Every entry in the data is to be written out exactly; no picture belongs in the copy.

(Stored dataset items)
++++++

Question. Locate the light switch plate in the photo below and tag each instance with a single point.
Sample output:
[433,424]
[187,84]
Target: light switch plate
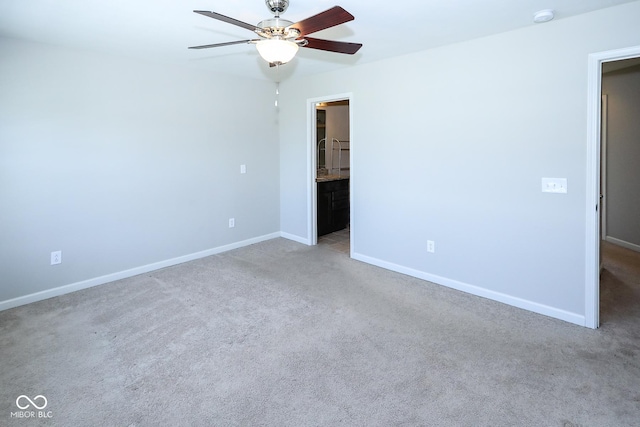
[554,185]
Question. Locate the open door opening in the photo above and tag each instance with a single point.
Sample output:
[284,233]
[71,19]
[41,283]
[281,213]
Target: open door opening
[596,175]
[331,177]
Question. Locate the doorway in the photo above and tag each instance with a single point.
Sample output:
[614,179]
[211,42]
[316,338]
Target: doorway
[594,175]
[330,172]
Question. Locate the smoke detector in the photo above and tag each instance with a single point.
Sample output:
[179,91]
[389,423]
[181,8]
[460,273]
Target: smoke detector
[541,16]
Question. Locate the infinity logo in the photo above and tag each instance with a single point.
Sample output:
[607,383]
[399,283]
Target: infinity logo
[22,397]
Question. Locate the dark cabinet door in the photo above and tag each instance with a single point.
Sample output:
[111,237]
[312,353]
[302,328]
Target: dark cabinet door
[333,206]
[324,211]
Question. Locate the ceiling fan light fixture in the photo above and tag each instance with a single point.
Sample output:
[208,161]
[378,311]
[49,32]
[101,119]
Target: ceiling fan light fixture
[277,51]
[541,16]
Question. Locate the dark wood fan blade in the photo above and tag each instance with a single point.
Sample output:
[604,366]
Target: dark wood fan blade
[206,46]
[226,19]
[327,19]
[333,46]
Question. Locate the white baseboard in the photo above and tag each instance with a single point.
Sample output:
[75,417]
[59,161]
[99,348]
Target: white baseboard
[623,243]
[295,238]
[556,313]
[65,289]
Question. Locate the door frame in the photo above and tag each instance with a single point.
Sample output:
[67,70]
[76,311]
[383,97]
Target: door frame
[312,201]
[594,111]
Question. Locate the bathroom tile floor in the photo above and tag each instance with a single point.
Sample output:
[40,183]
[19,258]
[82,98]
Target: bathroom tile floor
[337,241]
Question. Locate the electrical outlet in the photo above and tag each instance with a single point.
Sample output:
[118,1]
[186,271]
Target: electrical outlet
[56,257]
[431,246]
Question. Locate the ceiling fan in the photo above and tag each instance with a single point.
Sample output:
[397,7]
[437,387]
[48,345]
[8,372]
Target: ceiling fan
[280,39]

++++++

▶ _Answer to this task_
Question. Locate the light switch plate in the photo below and tag each instance with a single point.
Sample output:
[433,424]
[187,84]
Target: light switch plate
[554,185]
Question. Locate the open door opening in the photo above and tag each instance with a single point.
Sample output:
[284,233]
[71,19]
[41,283]
[281,213]
Target: open door opening
[596,175]
[331,177]
Question. Locate the doorway in the photo above and tag each instance with a single point.
Sample output:
[614,179]
[211,42]
[316,338]
Target: doorway
[594,175]
[330,172]
Question. Locate the smoke detector in the photo above and tag each instance with a single point.
Sample output:
[179,91]
[389,423]
[181,8]
[460,273]
Target: smoke detector
[541,16]
Question. Locate the infinity logo in the photo above and tag each instance with a single point.
Sample output:
[607,383]
[399,283]
Target: infinity logo
[22,397]
Question. Locate the dark cabinet door in the photo above and tag each instance with a single point.
Sample output:
[111,237]
[312,353]
[302,328]
Target: dark cabinet door
[333,206]
[324,211]
Question. Locate the ceiling fan light fixture in the photo above and tag each instance with a single point.
Sample output:
[208,161]
[378,311]
[49,32]
[101,119]
Target: ceiling fan light fixture
[277,51]
[541,16]
Question. Locate the dark wood fan blade in the photo above and tag each instance with a single point.
Sample output:
[604,366]
Target: dark wood fan blade
[206,46]
[226,19]
[327,19]
[333,46]
Question. Locate the white baseboard in the photo above and tag each instance with a single point.
Sample output:
[75,417]
[59,161]
[99,348]
Target: white baseboard
[623,243]
[295,238]
[556,313]
[65,289]
Question. Locate the door frame in the photo above and tag each instance with a single point.
Sample output:
[67,70]
[76,311]
[383,97]
Target: door frame
[312,201]
[594,111]
Question. Locate the bathroom tile floor in the photo above and tag each instance with a single point.
Sample output:
[40,183]
[19,258]
[82,98]
Target: bathroom tile floor
[337,241]
Question. Locate the electrical outlet in the photo above and tag each instance with a single point.
Sample output:
[118,1]
[186,271]
Target: electrical outlet
[56,257]
[431,246]
Question. Locate the ceiling fan in the photo above and tag each instance with a single point.
Sample output:
[397,7]
[437,387]
[48,345]
[8,372]
Target: ceiling fan
[280,39]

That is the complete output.